━━━ Excerpted records ━━━
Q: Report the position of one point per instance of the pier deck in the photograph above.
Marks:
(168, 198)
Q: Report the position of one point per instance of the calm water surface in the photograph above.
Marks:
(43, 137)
━━━
* **Work to complete**: Extract each record, keeping it identical to the original.

* **Output**:
Q: Report the position of one point per instance of the pier deck in the photograph above.
Marks:
(168, 198)
Q: Report the position of one point per instance of the calm water surface in the photograph above.
Marks:
(43, 137)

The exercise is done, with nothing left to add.